**Exercise:** Can the data below be echoed back word for word?

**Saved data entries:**
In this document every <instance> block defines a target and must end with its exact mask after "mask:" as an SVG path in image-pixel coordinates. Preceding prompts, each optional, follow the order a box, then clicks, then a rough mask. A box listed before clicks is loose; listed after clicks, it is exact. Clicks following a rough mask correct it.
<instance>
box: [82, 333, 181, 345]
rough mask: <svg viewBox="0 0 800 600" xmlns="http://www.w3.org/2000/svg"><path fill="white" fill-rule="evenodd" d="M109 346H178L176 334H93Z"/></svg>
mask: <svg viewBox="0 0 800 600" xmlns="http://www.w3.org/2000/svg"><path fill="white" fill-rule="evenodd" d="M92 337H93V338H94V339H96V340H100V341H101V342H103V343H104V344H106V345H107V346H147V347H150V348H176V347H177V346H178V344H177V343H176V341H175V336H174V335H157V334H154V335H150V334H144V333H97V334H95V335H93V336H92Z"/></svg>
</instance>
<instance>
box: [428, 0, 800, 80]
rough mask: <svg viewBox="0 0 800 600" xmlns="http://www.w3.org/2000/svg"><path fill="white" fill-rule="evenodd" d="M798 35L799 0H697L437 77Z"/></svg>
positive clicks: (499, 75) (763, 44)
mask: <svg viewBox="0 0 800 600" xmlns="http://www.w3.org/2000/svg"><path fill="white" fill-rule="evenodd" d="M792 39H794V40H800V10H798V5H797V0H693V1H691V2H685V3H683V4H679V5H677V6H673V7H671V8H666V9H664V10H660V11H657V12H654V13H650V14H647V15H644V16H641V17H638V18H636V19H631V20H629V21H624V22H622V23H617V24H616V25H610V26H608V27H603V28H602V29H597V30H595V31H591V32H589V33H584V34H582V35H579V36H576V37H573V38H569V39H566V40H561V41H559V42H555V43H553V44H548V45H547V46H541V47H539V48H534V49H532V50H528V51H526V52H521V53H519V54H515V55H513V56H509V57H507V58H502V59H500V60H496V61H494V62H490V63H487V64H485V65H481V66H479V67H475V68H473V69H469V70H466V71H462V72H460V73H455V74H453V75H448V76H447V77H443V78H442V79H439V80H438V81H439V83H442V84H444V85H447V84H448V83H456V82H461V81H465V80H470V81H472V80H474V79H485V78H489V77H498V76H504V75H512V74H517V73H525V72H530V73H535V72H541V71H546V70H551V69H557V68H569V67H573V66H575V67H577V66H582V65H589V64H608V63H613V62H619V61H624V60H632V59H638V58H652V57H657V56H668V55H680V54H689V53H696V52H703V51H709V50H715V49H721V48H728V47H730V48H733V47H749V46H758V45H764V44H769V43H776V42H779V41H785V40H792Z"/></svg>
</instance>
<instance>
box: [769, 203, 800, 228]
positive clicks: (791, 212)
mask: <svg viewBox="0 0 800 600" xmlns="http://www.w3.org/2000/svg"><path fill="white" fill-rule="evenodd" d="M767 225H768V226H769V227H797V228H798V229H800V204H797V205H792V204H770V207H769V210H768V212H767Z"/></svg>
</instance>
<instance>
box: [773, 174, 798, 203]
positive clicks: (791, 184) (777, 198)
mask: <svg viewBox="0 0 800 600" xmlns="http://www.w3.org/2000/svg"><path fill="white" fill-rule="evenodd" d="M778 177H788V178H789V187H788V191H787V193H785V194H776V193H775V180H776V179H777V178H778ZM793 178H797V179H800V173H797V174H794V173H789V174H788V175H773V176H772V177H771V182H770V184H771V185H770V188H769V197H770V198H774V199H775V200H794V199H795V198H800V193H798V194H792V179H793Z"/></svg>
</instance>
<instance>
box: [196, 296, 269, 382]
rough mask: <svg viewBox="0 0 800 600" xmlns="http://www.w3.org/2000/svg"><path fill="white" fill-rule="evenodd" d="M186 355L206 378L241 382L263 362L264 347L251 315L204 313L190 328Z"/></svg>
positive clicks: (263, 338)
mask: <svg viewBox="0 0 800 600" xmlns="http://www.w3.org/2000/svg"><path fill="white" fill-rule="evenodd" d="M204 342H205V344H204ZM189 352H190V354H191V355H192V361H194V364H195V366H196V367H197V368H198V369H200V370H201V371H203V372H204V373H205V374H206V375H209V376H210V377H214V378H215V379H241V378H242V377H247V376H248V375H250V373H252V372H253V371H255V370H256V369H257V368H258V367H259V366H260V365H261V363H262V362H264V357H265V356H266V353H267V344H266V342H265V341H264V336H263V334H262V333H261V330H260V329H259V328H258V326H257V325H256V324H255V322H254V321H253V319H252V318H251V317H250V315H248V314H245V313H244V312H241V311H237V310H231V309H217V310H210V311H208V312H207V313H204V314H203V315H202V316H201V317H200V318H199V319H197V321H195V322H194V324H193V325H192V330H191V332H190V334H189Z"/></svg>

**Answer space:**
In this document every <instance> block defines a target and must end with its exact mask after "mask:" as an SVG path in image-pixel coordinates. Preceding prompts, each optional, follow the order a box, then clicks, then a rough mask. A box listed before clicks is loose; listed after clicks, it is exact. Clicks following a rough mask correct it.
<instance>
box: [82, 333, 181, 345]
rough mask: <svg viewBox="0 0 800 600" xmlns="http://www.w3.org/2000/svg"><path fill="white" fill-rule="evenodd" d="M109 346H178L176 334H93Z"/></svg>
mask: <svg viewBox="0 0 800 600" xmlns="http://www.w3.org/2000/svg"><path fill="white" fill-rule="evenodd" d="M92 337H93V338H94V339H96V340H100V341H101V342H103V343H104V344H106V345H107V346H147V347H150V348H176V347H177V346H178V344H177V343H176V341H175V336H174V335H157V334H154V335H150V334H144V333H97V334H95V335H93V336H92Z"/></svg>
</instance>
<instance>
box: [428, 0, 800, 80]
rough mask: <svg viewBox="0 0 800 600" xmlns="http://www.w3.org/2000/svg"><path fill="white" fill-rule="evenodd" d="M798 35L799 0H697L437 77Z"/></svg>
positive clicks: (499, 75) (763, 44)
mask: <svg viewBox="0 0 800 600" xmlns="http://www.w3.org/2000/svg"><path fill="white" fill-rule="evenodd" d="M792 39H794V40H800V10H798V5H797V0H693V1H691V2H685V3H683V4H679V5H677V6H673V7H671V8H666V9H664V10H660V11H657V12H654V13H650V14H647V15H644V16H641V17H638V18H636V19H631V20H629V21H624V22H622V23H617V24H616V25H610V26H608V27H603V28H602V29H597V30H595V31H591V32H589V33H584V34H582V35H579V36H576V37H573V38H569V39H566V40H561V41H559V42H555V43H553V44H548V45H547V46H541V47H539V48H534V49H532V50H528V51H526V52H521V53H519V54H515V55H513V56H509V57H507V58H502V59H500V60H496V61H494V62H490V63H487V64H485V65H481V66H479V67H475V68H473V69H469V70H466V71H462V72H460V73H455V74H453V75H448V76H447V77H443V78H442V79H439V80H438V81H439V83H442V84H444V85H447V84H448V83H456V82H461V81H465V80H470V81H472V80H474V79H485V78H489V77H498V76H504V75H512V74H517V73H525V72H530V73H535V72H541V71H546V70H551V69H557V68H569V67H573V66H575V67H577V66H582V65H589V64H608V63H613V62H619V61H624V60H632V59H638V58H652V57H657V56H668V55H680V54H689V53H696V52H703V51H709V50H715V49H721V48H728V47H730V48H733V47H749V46H758V45H764V44H769V43H776V42H779V41H785V40H792Z"/></svg>
</instance>
<instance>
box: [769, 203, 800, 228]
positive clicks: (791, 212)
mask: <svg viewBox="0 0 800 600" xmlns="http://www.w3.org/2000/svg"><path fill="white" fill-rule="evenodd" d="M767 225H768V226H769V227H797V228H798V229H800V204H797V205H792V204H770V207H769V210H768V212H767Z"/></svg>
</instance>
<instance>
box: [773, 174, 798, 203]
positive clicks: (791, 184) (777, 198)
mask: <svg viewBox="0 0 800 600" xmlns="http://www.w3.org/2000/svg"><path fill="white" fill-rule="evenodd" d="M778 177H788V178H789V187H788V191H787V193H785V194H776V193H775V180H776V179H777V178H778ZM793 178H797V179H800V173H797V174H794V173H789V174H788V175H773V176H772V177H771V182H770V184H771V185H770V188H769V197H770V198H774V199H775V200H794V199H795V198H800V193H798V194H792V179H793Z"/></svg>
</instance>
<instance>
box: [196, 296, 269, 382]
rough mask: <svg viewBox="0 0 800 600" xmlns="http://www.w3.org/2000/svg"><path fill="white" fill-rule="evenodd" d="M186 355L206 378L241 382L263 362L264 347L251 315L204 313L190 328Z"/></svg>
positive clicks: (263, 338)
mask: <svg viewBox="0 0 800 600" xmlns="http://www.w3.org/2000/svg"><path fill="white" fill-rule="evenodd" d="M204 342H205V344H204ZM189 352H190V354H191V355H192V361H194V364H195V366H196V367H197V368H198V369H200V370H201V371H203V372H204V373H205V374H206V375H209V376H210V377H214V378H215V379H241V378H242V377H247V376H248V375H250V373H252V372H253V371H255V370H256V369H257V368H258V367H259V366H260V365H261V363H262V362H264V357H265V356H266V353H267V344H266V342H265V341H264V336H263V334H262V333H261V330H260V329H259V328H258V326H257V325H256V324H255V322H254V321H253V319H252V318H251V317H250V315H248V314H245V313H244V312H241V311H237V310H231V309H217V310H210V311H208V312H207V313H204V314H203V315H202V316H201V317H200V318H199V319H197V321H195V322H194V324H193V325H192V330H191V332H190V334H189Z"/></svg>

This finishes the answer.